-- START INPUT MATERIAL --
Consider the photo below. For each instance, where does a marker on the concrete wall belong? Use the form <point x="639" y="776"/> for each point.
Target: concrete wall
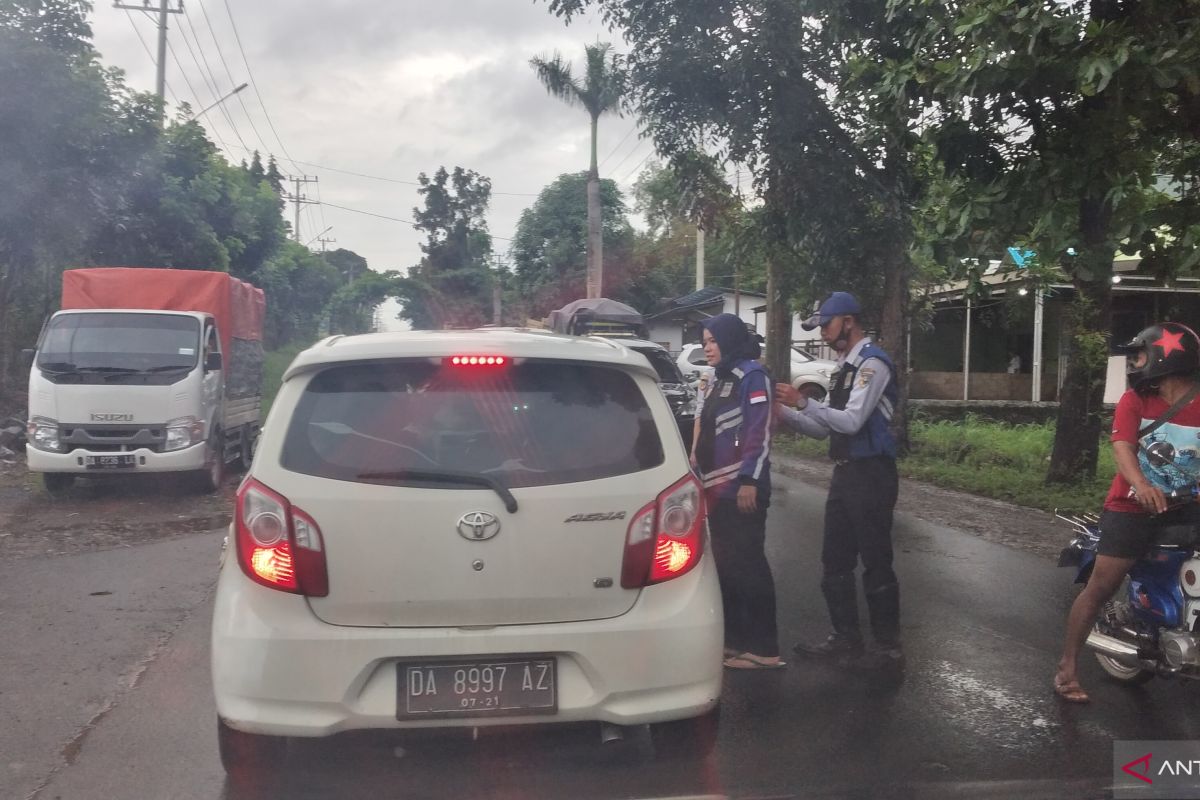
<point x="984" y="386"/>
-- END INPUT MATERIAL --
-- START INPUT MATERIAL --
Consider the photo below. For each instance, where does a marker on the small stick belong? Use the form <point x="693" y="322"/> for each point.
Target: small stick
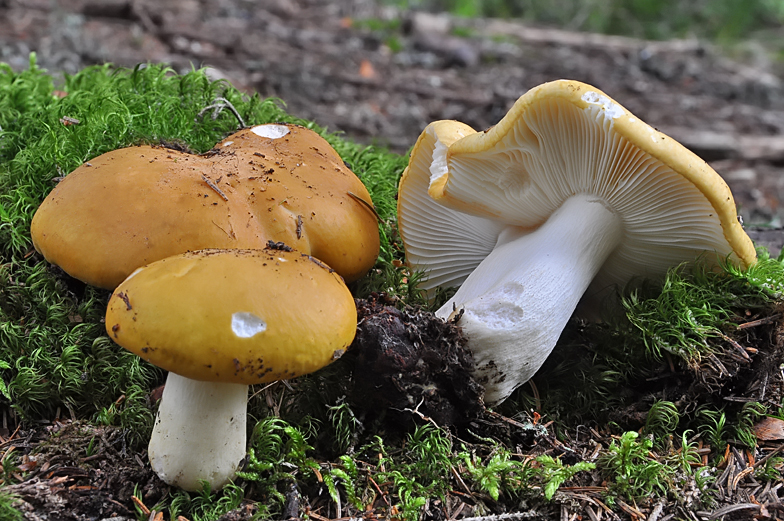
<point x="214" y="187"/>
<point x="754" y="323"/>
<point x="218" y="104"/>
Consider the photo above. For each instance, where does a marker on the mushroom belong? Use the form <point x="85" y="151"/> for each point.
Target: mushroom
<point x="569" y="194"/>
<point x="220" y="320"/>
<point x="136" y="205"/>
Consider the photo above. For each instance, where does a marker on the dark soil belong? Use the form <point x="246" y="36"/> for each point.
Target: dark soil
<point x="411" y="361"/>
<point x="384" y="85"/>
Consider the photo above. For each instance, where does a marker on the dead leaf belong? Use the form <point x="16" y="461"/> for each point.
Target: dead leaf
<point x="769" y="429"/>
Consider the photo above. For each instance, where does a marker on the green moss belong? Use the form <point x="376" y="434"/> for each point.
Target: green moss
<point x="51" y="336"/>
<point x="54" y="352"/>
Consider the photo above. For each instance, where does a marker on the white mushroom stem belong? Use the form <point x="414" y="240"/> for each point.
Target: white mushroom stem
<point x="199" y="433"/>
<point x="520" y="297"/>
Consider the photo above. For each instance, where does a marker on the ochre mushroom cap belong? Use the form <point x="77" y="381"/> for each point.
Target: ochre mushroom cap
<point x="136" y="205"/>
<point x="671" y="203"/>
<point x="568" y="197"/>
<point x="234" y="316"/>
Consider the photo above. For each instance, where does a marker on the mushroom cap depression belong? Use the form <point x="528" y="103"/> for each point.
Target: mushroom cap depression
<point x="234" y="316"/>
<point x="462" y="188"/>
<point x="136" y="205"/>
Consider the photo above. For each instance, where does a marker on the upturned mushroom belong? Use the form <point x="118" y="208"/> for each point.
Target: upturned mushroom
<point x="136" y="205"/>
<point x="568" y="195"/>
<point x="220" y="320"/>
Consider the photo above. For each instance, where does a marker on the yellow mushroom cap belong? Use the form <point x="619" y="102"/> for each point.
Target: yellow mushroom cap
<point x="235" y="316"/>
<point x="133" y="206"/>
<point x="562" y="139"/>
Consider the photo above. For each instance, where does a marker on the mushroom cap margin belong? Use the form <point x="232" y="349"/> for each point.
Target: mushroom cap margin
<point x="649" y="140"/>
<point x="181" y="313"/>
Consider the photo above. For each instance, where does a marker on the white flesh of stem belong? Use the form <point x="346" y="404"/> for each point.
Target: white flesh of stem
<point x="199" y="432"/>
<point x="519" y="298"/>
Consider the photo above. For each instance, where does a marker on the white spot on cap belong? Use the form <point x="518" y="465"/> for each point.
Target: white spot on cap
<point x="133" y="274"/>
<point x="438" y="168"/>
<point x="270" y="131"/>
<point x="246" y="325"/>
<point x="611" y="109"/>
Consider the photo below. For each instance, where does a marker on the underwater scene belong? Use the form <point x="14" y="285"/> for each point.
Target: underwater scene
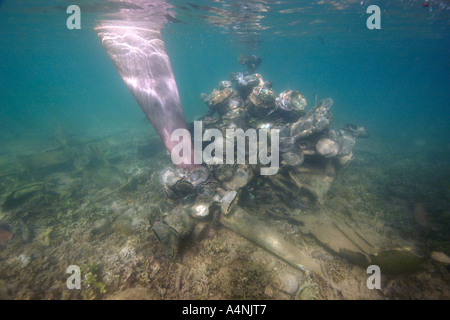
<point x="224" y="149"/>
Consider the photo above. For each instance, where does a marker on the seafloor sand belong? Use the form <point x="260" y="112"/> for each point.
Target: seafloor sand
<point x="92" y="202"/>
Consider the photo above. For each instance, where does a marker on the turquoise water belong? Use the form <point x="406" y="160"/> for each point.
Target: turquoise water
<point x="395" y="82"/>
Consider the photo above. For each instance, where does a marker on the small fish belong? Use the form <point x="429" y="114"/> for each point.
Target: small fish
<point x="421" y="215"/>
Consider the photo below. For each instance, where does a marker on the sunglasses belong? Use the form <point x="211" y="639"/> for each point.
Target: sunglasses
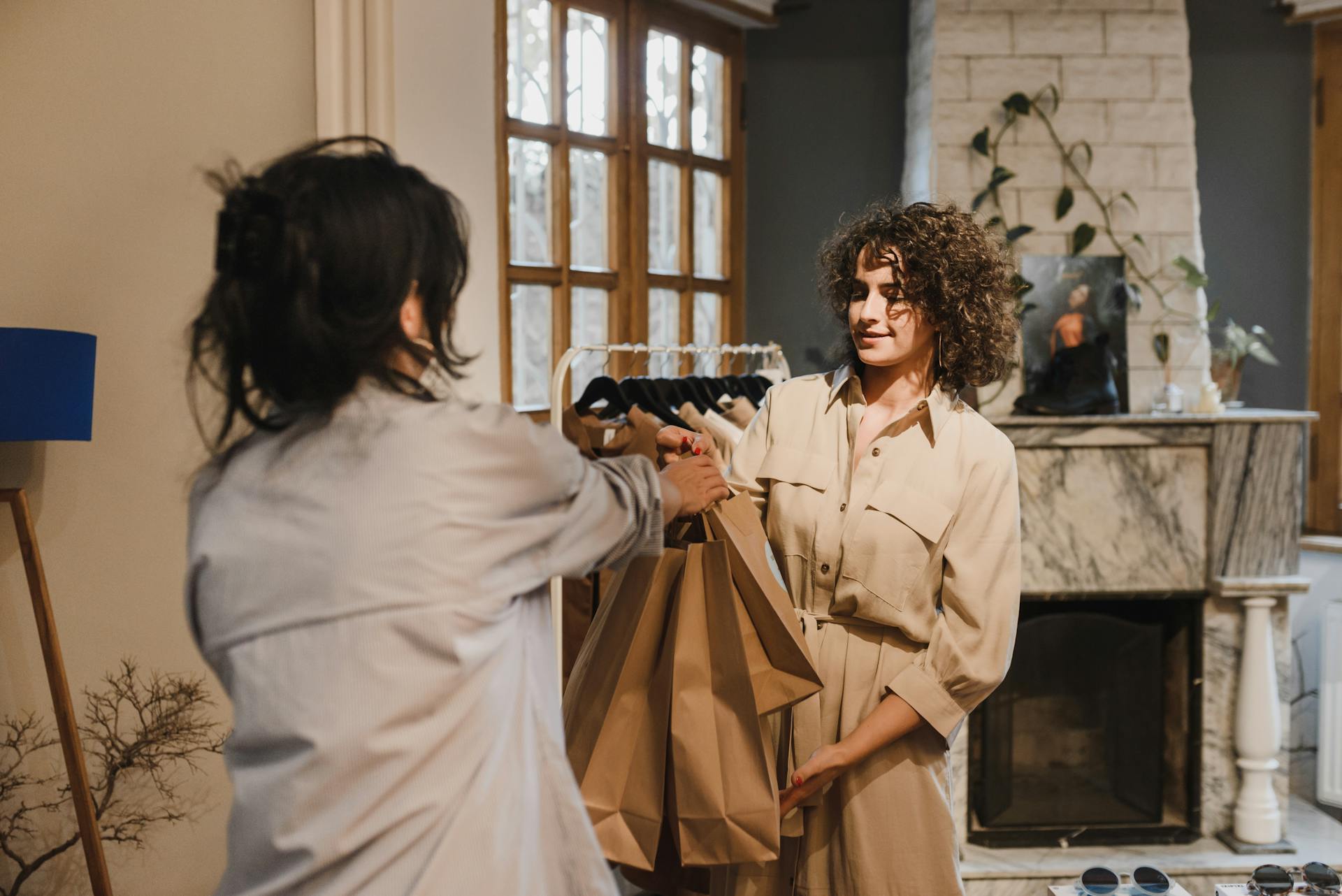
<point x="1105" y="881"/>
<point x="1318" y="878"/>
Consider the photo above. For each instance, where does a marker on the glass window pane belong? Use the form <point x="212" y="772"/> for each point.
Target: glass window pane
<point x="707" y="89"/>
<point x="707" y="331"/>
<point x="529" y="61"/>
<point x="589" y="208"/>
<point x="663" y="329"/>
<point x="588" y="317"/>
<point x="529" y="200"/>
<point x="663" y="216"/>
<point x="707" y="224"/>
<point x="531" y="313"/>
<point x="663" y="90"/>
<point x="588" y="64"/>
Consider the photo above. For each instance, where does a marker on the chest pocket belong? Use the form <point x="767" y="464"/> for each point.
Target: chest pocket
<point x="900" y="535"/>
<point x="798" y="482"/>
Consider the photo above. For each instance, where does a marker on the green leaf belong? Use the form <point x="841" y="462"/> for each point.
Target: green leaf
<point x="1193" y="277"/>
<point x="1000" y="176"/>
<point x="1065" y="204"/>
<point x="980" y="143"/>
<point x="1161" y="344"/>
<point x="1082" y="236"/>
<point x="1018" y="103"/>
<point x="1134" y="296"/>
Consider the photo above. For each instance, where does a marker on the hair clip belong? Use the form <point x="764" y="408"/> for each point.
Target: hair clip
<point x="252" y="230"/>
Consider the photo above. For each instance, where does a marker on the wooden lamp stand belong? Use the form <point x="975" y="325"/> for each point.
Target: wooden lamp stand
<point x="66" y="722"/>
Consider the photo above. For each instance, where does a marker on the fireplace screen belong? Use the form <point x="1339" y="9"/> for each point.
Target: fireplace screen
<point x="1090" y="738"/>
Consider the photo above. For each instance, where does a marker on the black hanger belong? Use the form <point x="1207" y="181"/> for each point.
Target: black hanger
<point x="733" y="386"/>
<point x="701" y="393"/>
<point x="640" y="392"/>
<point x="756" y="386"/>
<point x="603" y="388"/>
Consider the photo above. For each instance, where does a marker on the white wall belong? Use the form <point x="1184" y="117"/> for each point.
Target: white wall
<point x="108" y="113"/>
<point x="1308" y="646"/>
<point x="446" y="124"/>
-- END INPUT MATERIAL --
**WHAT THE TASK REQUIRES**
Pick out each line in the records above that contains the word "wall". Only matches with the same capitalization count.

**RESPONSE**
Consider the photo below. For each instance, where does a marker on the concrete wall belong? Use the form <point x="639" y="776"/> for each point.
Target: concrete wall
Consider the photo above. For each instance, where does a marker on the white wall belong? Use the form <point x="1184" y="117"/> for each point.
Target: white wall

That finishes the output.